# Records from a data collection:
☆ ☆ ☆ ☆ ☆
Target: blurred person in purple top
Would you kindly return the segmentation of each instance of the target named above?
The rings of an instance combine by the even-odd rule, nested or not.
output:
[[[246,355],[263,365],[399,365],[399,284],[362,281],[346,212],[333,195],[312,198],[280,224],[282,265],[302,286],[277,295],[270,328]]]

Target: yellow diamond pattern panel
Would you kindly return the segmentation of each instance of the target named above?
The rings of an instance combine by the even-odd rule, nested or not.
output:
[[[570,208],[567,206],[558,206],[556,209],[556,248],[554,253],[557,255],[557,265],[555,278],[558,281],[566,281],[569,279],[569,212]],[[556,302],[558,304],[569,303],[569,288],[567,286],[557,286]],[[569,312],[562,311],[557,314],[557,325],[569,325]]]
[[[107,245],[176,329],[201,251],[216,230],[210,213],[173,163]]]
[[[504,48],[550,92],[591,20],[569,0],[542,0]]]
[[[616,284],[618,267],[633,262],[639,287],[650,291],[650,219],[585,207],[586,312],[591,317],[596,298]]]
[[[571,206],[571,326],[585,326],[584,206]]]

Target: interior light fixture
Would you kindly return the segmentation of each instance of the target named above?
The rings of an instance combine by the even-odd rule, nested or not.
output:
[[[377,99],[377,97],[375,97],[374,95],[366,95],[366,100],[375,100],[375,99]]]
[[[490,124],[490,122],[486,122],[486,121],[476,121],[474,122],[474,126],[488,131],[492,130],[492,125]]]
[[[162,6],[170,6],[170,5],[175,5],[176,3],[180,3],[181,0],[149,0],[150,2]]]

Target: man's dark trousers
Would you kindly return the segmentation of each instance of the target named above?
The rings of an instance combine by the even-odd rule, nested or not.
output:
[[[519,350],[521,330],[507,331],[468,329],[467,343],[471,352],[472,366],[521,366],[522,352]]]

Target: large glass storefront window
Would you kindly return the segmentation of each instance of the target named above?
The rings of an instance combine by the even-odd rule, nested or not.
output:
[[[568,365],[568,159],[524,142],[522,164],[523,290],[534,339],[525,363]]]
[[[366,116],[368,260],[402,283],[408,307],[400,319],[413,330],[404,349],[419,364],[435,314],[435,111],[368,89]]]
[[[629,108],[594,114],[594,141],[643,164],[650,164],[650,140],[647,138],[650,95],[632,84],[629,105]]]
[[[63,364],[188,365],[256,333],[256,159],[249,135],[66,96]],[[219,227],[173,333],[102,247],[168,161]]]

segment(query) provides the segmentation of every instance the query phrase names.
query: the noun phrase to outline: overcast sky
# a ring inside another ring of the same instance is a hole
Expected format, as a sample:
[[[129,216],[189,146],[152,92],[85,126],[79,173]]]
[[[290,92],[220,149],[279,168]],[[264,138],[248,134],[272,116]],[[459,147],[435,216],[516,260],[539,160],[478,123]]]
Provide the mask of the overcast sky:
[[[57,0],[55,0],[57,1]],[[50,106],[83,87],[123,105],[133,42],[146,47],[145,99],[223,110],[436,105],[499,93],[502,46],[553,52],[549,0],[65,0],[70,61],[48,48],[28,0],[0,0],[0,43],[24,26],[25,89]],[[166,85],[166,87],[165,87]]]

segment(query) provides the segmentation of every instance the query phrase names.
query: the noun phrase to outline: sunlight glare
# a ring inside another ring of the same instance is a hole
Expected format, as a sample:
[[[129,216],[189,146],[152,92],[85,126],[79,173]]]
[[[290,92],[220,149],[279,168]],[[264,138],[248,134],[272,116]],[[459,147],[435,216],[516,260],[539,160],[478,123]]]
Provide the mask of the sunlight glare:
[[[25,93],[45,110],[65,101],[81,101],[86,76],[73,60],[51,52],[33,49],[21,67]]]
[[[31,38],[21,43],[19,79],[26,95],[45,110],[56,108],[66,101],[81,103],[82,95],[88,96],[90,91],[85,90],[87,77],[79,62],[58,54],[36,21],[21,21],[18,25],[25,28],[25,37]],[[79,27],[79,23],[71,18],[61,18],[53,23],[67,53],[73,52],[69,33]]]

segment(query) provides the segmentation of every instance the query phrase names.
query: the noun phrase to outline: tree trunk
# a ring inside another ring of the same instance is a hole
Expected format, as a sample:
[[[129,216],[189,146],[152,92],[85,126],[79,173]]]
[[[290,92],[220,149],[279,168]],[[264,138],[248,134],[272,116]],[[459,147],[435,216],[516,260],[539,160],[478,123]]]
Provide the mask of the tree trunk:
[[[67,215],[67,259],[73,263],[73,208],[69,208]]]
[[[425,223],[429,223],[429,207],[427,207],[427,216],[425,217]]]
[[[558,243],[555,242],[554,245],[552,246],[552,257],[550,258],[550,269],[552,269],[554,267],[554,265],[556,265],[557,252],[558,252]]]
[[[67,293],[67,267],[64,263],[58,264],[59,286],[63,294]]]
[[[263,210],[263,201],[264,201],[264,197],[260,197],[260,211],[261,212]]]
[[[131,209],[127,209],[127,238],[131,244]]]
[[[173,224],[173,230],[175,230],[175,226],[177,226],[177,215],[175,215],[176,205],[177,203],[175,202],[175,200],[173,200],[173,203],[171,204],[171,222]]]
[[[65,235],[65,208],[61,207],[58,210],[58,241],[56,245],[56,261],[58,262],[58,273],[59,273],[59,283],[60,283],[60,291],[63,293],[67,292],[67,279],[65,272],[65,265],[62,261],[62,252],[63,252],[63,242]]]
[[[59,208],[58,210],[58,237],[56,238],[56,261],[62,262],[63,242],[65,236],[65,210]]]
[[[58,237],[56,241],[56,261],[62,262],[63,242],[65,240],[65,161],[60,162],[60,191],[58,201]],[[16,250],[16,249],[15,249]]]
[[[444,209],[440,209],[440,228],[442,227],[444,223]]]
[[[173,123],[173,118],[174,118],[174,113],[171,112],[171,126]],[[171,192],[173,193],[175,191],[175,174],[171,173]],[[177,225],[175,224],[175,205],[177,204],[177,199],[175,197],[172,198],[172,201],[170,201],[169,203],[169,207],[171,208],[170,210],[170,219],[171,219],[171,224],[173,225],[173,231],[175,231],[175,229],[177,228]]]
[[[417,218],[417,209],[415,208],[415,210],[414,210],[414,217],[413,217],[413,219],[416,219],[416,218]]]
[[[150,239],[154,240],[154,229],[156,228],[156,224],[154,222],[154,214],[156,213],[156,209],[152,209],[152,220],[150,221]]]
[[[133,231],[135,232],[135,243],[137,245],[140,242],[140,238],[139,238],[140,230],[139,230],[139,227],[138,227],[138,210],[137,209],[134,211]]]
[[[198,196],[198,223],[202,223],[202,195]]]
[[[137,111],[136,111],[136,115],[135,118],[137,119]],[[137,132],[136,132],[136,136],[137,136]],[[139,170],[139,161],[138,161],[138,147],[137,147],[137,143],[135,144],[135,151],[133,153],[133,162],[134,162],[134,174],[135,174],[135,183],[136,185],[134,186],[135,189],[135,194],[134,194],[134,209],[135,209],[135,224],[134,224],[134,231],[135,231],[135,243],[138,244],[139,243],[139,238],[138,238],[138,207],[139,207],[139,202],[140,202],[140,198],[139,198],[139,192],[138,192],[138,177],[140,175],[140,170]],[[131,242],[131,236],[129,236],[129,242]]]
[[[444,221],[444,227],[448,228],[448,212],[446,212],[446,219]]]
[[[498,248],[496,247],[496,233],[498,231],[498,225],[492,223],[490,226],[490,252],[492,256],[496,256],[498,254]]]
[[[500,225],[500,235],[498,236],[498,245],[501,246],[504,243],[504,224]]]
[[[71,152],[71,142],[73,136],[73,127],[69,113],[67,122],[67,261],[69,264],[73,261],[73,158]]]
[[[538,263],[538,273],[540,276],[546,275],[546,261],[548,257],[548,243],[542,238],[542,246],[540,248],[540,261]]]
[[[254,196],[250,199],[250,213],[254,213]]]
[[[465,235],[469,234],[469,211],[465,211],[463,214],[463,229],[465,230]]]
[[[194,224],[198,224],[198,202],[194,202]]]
☆ ☆ ☆ ☆ ☆
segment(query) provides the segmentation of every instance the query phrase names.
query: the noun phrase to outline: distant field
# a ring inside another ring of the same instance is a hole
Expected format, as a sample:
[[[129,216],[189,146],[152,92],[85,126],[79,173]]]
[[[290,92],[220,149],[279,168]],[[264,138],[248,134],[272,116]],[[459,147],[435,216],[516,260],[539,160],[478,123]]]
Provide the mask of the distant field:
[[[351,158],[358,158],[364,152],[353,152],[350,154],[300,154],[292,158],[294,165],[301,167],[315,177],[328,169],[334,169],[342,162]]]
☆ ☆ ☆ ☆ ☆
# REQUIREMENT:
Where a line in the records above contains the word "outline", copy that line.

# ANSWER SPACE:
query: the noun phrase to outline: overcast sky
query: the noun phrase to outline: sunlight glare
query: the noun phrase to outline: tree trunk
query: the noun phrase to outline: distant field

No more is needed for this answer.